**EXERCISE INPUTS**
+ + + + + + +

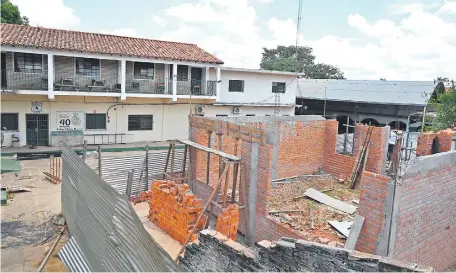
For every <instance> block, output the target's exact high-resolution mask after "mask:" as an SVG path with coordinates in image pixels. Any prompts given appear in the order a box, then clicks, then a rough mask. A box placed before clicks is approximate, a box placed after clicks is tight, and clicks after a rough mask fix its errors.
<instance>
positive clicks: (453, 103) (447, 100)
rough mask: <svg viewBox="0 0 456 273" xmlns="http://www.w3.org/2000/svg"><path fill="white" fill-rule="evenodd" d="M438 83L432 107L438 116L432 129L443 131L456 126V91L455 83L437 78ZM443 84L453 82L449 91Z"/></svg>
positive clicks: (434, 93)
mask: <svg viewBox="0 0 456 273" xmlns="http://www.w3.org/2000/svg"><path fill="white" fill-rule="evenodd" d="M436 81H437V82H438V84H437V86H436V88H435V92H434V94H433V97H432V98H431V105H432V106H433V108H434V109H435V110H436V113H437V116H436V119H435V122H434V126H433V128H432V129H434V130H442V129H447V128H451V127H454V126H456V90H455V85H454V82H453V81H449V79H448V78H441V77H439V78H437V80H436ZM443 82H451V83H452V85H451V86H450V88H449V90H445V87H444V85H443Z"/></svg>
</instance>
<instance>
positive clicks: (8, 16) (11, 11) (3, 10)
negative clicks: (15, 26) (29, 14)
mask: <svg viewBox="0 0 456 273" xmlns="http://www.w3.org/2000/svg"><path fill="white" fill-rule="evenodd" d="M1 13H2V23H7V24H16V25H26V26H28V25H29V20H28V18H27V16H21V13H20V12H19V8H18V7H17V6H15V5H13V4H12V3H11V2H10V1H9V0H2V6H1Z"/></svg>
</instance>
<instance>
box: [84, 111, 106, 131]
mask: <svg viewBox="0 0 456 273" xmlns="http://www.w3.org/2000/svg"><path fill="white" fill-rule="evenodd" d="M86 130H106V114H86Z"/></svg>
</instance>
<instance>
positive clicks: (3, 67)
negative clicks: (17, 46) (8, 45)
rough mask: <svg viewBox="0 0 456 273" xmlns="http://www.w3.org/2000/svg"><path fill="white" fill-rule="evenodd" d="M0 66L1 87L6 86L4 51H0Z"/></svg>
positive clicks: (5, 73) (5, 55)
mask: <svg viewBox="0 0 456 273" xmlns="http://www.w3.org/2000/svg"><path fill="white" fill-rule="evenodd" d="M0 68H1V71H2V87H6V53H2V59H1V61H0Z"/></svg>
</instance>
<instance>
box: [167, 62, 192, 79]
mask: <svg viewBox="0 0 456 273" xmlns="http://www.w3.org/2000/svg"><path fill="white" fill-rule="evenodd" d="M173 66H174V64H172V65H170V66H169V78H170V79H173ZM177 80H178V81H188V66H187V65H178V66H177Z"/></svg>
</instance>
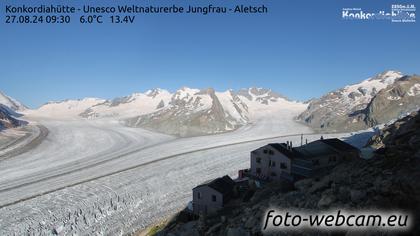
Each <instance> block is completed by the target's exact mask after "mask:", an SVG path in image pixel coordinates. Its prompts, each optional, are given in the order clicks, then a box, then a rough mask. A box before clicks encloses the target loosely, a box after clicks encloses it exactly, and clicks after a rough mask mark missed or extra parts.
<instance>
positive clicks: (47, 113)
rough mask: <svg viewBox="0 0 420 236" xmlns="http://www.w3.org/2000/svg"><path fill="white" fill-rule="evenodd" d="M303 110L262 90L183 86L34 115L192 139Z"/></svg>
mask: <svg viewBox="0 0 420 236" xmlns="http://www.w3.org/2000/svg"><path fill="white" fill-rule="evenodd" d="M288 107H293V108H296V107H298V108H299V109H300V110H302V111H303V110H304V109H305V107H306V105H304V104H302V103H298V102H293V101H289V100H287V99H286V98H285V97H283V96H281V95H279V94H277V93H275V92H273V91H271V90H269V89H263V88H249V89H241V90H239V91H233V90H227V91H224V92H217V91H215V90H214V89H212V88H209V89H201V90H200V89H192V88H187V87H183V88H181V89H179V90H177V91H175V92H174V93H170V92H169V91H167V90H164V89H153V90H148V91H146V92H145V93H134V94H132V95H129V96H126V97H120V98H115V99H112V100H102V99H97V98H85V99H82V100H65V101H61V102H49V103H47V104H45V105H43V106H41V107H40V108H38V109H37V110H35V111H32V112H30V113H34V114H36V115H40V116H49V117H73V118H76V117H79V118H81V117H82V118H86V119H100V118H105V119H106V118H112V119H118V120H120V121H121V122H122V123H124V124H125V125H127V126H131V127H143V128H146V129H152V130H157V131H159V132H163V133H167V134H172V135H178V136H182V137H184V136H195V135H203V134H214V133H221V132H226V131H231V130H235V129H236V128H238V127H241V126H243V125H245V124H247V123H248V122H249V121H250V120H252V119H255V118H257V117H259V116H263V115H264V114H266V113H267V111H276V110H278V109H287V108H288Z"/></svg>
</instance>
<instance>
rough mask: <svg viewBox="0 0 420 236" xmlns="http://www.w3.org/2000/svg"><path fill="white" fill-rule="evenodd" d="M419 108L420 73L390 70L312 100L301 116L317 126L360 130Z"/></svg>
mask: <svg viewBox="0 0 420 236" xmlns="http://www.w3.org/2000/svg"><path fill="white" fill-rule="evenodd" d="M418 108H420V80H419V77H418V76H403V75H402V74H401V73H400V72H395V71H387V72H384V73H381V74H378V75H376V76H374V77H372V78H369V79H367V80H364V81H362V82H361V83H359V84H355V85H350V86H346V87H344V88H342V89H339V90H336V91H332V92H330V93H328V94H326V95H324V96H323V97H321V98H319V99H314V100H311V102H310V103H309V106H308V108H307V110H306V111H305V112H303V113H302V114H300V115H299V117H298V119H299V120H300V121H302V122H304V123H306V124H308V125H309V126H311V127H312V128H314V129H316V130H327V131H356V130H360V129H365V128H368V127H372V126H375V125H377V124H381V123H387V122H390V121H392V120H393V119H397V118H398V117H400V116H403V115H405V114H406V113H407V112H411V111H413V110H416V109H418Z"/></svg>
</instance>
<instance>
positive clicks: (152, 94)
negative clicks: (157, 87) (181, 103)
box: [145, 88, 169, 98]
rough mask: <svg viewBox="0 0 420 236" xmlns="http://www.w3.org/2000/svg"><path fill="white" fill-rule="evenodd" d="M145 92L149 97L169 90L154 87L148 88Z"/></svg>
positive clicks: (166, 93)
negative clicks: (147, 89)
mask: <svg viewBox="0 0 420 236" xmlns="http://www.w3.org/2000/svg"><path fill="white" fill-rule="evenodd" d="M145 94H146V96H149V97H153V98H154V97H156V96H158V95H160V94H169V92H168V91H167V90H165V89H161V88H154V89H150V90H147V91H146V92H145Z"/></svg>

+ + + + + + +

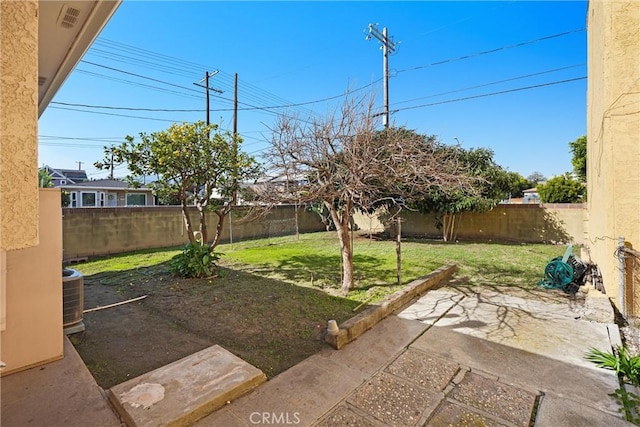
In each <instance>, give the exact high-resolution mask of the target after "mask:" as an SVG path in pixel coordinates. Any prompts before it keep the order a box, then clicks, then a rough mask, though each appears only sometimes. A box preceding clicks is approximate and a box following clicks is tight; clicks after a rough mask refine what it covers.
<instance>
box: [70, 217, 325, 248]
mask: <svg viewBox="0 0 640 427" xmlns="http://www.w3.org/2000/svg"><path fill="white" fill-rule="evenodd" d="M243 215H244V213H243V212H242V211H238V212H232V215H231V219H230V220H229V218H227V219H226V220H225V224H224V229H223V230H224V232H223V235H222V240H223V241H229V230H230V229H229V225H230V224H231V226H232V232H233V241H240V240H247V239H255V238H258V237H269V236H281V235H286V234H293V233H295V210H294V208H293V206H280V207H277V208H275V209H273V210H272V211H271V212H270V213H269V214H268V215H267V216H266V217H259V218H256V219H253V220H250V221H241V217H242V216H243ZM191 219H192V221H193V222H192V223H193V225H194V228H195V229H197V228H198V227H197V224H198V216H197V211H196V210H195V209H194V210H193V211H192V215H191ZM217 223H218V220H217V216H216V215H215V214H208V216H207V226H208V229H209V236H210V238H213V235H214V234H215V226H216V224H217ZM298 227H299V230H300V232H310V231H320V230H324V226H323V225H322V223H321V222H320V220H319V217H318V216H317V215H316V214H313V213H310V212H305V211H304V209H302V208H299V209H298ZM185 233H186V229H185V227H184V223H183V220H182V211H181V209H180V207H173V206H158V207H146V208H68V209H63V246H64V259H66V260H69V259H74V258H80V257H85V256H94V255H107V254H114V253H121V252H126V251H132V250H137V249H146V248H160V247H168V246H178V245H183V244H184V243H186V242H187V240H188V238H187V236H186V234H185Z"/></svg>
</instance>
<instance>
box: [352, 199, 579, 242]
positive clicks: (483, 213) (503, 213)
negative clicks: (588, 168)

+ + + + + + +

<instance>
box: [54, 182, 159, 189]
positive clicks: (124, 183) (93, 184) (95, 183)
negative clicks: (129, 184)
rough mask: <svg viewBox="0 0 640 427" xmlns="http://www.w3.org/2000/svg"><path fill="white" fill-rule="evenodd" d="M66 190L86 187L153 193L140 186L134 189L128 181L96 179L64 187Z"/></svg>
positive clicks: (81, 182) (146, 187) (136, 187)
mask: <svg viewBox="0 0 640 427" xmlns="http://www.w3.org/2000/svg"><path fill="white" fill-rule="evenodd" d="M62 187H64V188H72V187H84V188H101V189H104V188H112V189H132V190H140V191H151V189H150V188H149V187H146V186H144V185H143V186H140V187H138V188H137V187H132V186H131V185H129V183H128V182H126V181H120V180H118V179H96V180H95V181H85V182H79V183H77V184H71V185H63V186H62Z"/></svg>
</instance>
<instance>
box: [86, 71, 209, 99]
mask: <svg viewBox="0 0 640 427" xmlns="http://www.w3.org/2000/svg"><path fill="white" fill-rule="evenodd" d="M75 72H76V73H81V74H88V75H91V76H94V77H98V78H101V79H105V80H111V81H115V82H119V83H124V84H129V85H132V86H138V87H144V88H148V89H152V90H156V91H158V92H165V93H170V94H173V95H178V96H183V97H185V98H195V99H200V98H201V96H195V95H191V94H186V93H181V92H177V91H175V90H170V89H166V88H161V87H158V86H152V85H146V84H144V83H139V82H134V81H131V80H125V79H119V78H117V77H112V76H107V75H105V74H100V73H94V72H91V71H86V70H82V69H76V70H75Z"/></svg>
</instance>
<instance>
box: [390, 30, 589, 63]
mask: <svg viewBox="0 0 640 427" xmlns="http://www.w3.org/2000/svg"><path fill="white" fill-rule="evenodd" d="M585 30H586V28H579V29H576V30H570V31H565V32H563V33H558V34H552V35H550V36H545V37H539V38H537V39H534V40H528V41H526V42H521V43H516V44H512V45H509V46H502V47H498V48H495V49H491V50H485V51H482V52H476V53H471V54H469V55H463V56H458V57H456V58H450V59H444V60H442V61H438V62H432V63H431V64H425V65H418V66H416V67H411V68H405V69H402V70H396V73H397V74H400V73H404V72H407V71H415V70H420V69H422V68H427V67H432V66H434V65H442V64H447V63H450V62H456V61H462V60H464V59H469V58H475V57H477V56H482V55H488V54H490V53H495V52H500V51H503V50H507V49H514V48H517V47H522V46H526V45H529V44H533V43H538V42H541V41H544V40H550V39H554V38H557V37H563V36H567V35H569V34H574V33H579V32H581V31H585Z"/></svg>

+ + + + + + +

Reprint exactly the lines above that start at the one with "For every <instance>" and end at the one with "negative clicks: (17, 46) (8, 45)", keeping both and adding none.

For every <instance> block, output the target's exact high-resolution mask after "mask:" as an SVG path with coordinates in image pixels. Any prompts given appear in the order a box, then clicks, then a rough mask. A box placed before clicks is approximate, a box placed after clicks is tight, and clicks after a rough mask fix its errors.
<instance>
positive clicks: (453, 103) (447, 100)
rough mask: <svg viewBox="0 0 456 273" xmlns="http://www.w3.org/2000/svg"><path fill="white" fill-rule="evenodd" d="M438 83L432 107L438 116L432 129L443 131L456 126V91L455 83L437 78ZM443 84L453 82L449 91Z"/></svg>
positive clicks: (434, 93)
mask: <svg viewBox="0 0 456 273" xmlns="http://www.w3.org/2000/svg"><path fill="white" fill-rule="evenodd" d="M436 81H437V82H438V84H437V86H436V88H435V92H434V94H433V97H432V98H431V105H432V106H433V108H434V109H435V110H436V113H437V116H436V119H435V122H434V126H433V128H432V129H434V130H442V129H447V128H451V127H454V126H456V90H455V85H454V82H453V81H449V79H448V78H441V77H439V78H437V80H436ZM443 82H451V83H452V85H451V86H450V88H449V90H445V87H444V85H443Z"/></svg>
</instance>
<instance>
positive clicks: (8, 16) (11, 11) (3, 10)
negative clicks: (15, 26) (29, 14)
mask: <svg viewBox="0 0 456 273" xmlns="http://www.w3.org/2000/svg"><path fill="white" fill-rule="evenodd" d="M1 13H2V23H7V24H16V25H26V26H28V25H29V20H28V18H27V16H21V13H20V12H19V8H18V7H17V6H15V5H13V4H12V3H11V2H10V1H9V0H2V6H1Z"/></svg>
</instance>
<instance>
box: [84, 111, 106, 131]
mask: <svg viewBox="0 0 456 273" xmlns="http://www.w3.org/2000/svg"><path fill="white" fill-rule="evenodd" d="M86 130H106V114H86Z"/></svg>
</instance>
<instance>
positive clicks: (3, 67)
negative clicks: (17, 46) (8, 45)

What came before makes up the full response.